• _EXTRAIT À LIRE_:
Dans la série 'musée des horreurs, j'ai toujours pensé que les plats de Bernard Palissy étaient, disons, assez moches. En fait, en y regardant de plus près, c'est franchement immonde. On pourrait appeler ça 'service de table Gollum', ça le mettrait sûrement en appétit.  :



lundi 8 août 2011

tout compte fait, ils le punissaient d'y voir


Je re-relis la Correspondance de Léautaud. Toujours séduite par ce style incroyable, cette tenue et, en même temps, ce naturel. Il écrit comme on fait la conversation. Ce quelque chose de 'très français'. Banal de dire ça, mais c'est vrai. Il y avait un art, un genre de la correspondance – avant le téléphone, on écrivait pour un oui, pour un non –  que les mails font revenir, peut-être.
Je suis d'avis que Léautaud a une des meilleures plumes françaises. Et ses saillies à mourir de rire, si fines, qui font mouche :

""Une revue faite en dehors de tout intérêt", disait-il. Je me suis retenu pour ne pas le complimenter sur cette si juste appréciation."
"Vous continuez aussi à n'avoir pas de chance. Cela tourne à la vocation." 
"Les actrices se croient généralement obligées, dès qu'elles jouent des personnages antiques ou mythologiques, de prendre des poses plastiques, hiératiques, de psalmodier comme des prêtresses. Elles veulent jouer aux vases grecs, et font les cruches."
"On m'a rapporté - ce n'est pas l'intéressé - que lors de la rupture, elle lui écrivit pour le consoler et lui remontrer qu'après tout il n'était pas à plaindre, ayant joui du "joli jardin de sa chair". Joli, si on veut, mais jardin, quand on la connaît ?... Une plate-bande, tout au plus."

J'aime aussi la démesure et l'acharnement qu'il met – on devait le trouver collant, casse-couilles, grossier – à sauver chiens et chats de la si admirable gentillesse humaine, à sermonner tout le monde pour les colliers avec adresse, et les propriétaires qui se débarrassent d'un chat ou d'un chien pour un plus jeune, et les indifférents de la vivisection, etc., tout en étalant le mépris que l'humanité lui inspire, ce qu'on lui a pas mal reproché, et il renchérissait, narquois :

"Il ne fait pas bon de montrer de l'intérêt aux bêtes, en ce moment. On vous regarde presque aussitôt de travers. "Mais les gens, Monsieur ! les enfants, Monsieur !" Oh! les gens, les enfants ! Je sais ce que sont les premiers pour la plupart, et par eux ce que seront les seconds."

• _DONNÉES FOURNIES_:

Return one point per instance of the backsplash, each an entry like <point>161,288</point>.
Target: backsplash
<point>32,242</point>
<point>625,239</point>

• _OBJECTIF A_:
Recopiez le passage de l'extrait compris entre « Dans la série » et « font revenir, peut-être. », ces deux bouts inclus.
• _OBJECTIF B_:
D'après l'extrait, quel ouvrage de Léautaud est en train d'être relu ?
• _OBJECTIF C_:
Dans l'extrait, par quels mots dit-on comment on devait trouver Léautaud à cause de son acharnement à sauver chiens et chats ? Donnez-les tous.
La liste n'a aucun rôle dans ce travail.

• _RÉPONSE COMPLÈTE A_:
Dans la série 'musée des horreurs, j'ai toujours pensé que les plats de Bernard Palissy étaient, disons, assez moches. En fait, en y regardant de plus près, c'est franchement immonde. On pourrait appeler ça 'service de table Gollum', ça le mettrait sûrement en appétit.  :



lundi 8 août 2011

tout compte fait, ils le punissaient d'y voir


Je re-relis la Correspondance de Léautaud. Toujours séduite par ce style incroyable, cette tenue et, en même temps, ce naturel. Il écrit comme on fait la conversation. Ce quelque chose de 'très français'. Banal de dire ça, mais c'est vrai. Il y avait un art, un genre de la correspondance – avant le téléphone, on écrivait pour un oui, pour un non –  que les mails font revenir, peut-être.

• _RÉPONSE COMPLÈTE B_:
Sa Correspondance.

• _RÉPONSE COMPLÈTE C_:
collant, casse-couilles, grossier